Required task –
Locate each line in the data below that contains the word "building" and copy those lines.

Input records –
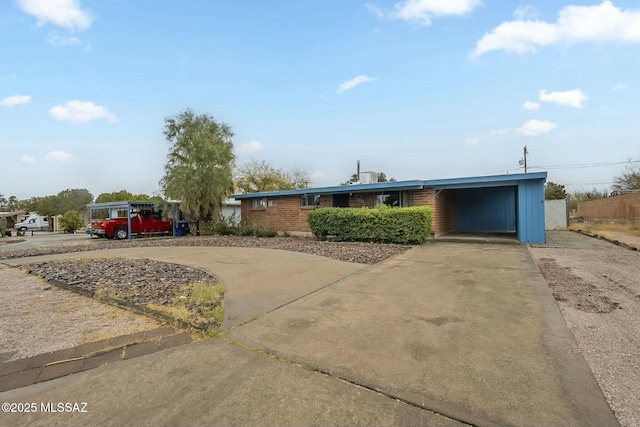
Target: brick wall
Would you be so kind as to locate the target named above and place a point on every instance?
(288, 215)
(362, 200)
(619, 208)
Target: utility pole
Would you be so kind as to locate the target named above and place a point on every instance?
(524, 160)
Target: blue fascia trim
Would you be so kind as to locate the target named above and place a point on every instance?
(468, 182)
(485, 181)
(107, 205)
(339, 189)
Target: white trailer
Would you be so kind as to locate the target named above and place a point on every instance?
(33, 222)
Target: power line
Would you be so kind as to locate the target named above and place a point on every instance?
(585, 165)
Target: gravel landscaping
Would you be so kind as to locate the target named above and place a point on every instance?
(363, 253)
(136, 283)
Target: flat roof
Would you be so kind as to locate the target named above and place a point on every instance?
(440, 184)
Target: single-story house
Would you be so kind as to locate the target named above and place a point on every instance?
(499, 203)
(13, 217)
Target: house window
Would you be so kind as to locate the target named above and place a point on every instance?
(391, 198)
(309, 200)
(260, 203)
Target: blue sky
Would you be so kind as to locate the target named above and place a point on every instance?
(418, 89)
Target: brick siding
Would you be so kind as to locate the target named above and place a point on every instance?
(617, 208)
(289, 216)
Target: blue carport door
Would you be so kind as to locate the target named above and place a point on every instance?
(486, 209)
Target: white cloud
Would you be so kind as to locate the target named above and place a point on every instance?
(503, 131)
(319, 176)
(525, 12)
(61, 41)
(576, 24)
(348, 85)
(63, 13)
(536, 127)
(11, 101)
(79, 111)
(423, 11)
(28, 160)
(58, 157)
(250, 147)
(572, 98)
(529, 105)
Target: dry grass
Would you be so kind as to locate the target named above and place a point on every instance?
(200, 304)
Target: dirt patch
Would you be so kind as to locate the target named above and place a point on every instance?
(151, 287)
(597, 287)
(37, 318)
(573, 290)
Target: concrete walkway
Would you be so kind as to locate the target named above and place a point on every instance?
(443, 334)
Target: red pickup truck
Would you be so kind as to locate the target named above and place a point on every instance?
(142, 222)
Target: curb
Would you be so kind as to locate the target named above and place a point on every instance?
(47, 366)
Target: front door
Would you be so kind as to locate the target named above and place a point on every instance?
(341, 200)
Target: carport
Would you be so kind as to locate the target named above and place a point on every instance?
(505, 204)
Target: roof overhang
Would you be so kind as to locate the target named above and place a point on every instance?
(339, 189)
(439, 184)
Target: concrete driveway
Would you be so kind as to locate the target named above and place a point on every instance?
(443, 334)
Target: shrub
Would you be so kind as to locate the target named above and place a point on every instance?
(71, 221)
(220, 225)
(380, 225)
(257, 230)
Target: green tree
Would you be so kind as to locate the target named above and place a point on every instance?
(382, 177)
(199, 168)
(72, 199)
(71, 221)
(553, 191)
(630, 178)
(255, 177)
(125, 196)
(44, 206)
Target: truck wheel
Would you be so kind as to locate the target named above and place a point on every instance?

---

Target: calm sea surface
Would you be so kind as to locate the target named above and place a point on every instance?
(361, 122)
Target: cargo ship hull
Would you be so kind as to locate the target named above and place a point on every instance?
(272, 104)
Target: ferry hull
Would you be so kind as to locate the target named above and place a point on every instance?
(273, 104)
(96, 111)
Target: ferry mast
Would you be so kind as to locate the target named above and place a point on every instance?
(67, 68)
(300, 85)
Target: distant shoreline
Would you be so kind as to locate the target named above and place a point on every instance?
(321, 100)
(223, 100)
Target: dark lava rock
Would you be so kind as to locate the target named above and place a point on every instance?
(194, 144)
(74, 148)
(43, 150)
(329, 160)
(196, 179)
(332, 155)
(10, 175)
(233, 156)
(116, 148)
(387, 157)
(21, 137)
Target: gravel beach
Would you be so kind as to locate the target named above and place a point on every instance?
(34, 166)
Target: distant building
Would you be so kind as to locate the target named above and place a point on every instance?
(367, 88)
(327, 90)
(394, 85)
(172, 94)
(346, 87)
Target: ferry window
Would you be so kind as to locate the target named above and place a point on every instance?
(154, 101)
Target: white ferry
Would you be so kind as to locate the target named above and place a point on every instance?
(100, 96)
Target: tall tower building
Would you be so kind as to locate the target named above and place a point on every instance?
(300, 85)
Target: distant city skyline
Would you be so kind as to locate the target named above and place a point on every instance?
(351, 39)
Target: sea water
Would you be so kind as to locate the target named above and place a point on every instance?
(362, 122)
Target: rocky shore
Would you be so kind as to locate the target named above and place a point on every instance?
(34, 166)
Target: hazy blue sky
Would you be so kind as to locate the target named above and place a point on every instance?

Exercise solution –
Target: distant building
Target: tall tower building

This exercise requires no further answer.